Short task: Treat the line containing "[locate] rocky shoreline" as the first line and the final line of the material below as the last; reproduce that range exactly.

Exercise inputs:
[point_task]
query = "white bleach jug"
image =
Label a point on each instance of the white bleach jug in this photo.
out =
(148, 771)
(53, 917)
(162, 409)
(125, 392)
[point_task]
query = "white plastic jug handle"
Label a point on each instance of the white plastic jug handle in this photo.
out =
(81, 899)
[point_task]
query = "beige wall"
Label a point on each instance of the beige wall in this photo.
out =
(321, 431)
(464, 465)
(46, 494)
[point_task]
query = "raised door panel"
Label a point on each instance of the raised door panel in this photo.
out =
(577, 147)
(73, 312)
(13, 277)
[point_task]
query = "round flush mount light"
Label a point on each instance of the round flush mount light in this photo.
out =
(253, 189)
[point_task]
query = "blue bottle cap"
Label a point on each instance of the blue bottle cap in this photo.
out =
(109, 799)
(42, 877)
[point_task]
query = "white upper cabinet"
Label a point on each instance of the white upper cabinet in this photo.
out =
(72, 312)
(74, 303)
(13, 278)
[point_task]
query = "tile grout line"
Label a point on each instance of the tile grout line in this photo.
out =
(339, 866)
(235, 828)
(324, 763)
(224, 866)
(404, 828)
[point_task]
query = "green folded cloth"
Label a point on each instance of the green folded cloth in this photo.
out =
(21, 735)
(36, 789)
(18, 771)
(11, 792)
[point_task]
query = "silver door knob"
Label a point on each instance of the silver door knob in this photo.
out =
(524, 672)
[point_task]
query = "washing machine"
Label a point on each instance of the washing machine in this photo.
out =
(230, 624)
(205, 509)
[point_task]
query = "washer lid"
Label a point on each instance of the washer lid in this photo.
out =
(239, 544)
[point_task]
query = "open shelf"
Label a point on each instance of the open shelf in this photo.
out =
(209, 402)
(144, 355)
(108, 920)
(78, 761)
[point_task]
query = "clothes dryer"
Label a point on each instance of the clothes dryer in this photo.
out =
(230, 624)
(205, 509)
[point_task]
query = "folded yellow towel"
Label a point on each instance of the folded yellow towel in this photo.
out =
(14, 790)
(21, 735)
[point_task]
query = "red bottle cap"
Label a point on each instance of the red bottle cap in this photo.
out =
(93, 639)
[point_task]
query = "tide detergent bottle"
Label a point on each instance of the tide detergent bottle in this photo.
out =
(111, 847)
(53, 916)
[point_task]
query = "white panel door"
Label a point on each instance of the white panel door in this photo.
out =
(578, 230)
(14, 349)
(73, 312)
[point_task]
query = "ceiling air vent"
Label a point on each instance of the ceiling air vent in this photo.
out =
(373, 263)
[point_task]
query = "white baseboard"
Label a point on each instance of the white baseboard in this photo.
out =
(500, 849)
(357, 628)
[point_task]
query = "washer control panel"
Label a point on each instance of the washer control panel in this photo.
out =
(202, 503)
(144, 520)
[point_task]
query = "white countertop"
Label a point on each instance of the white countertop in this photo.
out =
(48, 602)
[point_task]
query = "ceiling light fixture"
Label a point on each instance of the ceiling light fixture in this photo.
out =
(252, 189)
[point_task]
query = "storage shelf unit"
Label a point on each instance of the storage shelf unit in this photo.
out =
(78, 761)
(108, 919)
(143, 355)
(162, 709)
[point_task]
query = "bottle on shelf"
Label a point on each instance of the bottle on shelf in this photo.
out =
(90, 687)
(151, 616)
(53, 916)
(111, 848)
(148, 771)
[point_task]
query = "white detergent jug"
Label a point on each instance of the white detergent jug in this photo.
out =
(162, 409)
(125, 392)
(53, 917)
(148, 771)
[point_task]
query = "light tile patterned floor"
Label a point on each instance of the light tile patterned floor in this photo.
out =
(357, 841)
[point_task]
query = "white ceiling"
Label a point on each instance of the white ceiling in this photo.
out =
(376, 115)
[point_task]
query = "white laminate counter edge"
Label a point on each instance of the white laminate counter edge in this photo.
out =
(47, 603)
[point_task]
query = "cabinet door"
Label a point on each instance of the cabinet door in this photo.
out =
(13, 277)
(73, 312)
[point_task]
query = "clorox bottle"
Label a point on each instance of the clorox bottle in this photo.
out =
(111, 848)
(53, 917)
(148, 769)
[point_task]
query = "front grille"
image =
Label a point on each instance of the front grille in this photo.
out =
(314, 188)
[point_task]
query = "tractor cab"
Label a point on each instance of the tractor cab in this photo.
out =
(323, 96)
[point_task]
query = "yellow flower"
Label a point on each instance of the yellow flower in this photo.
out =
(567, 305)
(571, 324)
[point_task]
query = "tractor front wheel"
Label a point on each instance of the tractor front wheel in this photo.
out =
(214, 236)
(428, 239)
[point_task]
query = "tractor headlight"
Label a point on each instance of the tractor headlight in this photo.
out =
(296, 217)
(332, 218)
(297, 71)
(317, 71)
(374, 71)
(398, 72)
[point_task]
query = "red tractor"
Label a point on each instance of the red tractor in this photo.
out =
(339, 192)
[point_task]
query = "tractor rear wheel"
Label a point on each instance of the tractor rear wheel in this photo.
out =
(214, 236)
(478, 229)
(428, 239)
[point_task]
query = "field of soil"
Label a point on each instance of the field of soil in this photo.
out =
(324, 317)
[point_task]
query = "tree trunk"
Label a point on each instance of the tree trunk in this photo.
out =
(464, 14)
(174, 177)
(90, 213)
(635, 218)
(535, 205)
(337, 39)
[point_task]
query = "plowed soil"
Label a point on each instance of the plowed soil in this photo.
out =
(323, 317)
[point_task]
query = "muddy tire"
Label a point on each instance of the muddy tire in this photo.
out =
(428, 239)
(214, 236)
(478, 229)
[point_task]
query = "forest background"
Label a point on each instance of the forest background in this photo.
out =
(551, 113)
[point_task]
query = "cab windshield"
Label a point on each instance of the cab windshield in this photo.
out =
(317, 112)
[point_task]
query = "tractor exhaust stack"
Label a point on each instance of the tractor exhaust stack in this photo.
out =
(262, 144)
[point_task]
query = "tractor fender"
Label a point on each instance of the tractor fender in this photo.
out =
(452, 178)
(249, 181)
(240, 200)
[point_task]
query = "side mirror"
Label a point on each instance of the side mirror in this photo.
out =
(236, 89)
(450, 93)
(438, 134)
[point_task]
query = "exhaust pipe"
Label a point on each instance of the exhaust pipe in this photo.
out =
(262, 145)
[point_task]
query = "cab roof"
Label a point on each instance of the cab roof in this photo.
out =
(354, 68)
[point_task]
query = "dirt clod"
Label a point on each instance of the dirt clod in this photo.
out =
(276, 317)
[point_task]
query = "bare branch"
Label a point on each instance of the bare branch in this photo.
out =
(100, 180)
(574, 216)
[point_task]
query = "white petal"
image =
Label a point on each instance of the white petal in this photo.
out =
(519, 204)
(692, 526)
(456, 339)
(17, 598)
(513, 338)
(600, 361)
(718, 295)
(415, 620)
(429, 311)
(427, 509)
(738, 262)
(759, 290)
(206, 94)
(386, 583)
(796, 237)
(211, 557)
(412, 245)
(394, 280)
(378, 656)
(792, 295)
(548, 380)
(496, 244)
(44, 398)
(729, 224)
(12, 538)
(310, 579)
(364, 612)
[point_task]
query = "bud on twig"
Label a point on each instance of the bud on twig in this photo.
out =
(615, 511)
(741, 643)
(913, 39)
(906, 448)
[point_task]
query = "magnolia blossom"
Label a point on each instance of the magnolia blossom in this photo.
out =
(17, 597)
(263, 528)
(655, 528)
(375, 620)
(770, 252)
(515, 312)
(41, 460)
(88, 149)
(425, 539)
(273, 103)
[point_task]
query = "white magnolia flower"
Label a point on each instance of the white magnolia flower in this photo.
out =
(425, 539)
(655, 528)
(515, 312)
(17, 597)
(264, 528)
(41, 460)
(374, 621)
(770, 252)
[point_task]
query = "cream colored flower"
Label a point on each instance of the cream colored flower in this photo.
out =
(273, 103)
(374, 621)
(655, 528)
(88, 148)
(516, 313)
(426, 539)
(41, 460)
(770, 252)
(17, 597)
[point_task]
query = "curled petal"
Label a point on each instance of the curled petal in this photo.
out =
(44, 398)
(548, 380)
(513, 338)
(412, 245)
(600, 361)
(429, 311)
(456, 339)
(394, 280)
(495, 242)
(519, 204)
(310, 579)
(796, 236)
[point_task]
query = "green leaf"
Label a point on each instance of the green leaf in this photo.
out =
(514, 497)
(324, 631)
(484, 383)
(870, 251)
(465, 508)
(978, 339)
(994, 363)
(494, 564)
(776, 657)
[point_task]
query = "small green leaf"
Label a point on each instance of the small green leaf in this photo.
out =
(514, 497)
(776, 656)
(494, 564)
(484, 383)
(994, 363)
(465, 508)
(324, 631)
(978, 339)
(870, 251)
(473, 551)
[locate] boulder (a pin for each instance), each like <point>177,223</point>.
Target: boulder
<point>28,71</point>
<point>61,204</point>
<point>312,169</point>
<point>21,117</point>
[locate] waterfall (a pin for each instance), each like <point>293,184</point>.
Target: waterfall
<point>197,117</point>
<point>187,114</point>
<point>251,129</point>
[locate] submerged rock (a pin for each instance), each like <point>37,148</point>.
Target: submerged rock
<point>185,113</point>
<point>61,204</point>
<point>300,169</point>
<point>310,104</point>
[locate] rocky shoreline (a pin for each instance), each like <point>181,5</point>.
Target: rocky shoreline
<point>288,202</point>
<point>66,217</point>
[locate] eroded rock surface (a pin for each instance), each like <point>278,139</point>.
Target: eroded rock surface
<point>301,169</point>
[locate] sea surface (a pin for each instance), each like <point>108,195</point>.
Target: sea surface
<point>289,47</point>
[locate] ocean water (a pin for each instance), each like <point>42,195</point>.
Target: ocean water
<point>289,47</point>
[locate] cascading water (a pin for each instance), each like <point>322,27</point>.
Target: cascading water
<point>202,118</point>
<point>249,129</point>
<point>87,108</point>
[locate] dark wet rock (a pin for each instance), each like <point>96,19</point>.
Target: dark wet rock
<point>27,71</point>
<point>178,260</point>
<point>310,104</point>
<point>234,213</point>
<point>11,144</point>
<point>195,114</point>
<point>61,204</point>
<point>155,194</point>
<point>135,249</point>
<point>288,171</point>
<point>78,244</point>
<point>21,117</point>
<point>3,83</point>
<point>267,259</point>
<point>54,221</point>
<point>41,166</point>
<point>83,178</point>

Reply to the exercise:
[locate] rocky shoreline (a pin for each instance), each like <point>181,5</point>.
Target: rocky shoreline
<point>288,202</point>
<point>66,217</point>
[locate] eroded rock surface (a pin for each instance), each like <point>278,139</point>.
Target: eroded rock surface
<point>301,169</point>
[locate] sea surface (a pin for each instance), each like <point>108,195</point>.
Target: sea surface
<point>289,47</point>
[locate] ocean water (a pin for each instance), each like <point>42,195</point>.
Target: ocean water
<point>289,47</point>
[locate] cascading water (a pin for each instance), each like <point>322,27</point>.
Target: cascading water
<point>202,118</point>
<point>249,129</point>
<point>87,108</point>
[locate] dark wet rock (a pin for each instance), each like <point>96,19</point>.
Target: dark wet rock
<point>27,71</point>
<point>178,260</point>
<point>310,104</point>
<point>234,213</point>
<point>11,144</point>
<point>195,114</point>
<point>61,204</point>
<point>155,194</point>
<point>135,249</point>
<point>288,171</point>
<point>78,244</point>
<point>21,117</point>
<point>3,83</point>
<point>267,259</point>
<point>54,221</point>
<point>41,166</point>
<point>83,178</point>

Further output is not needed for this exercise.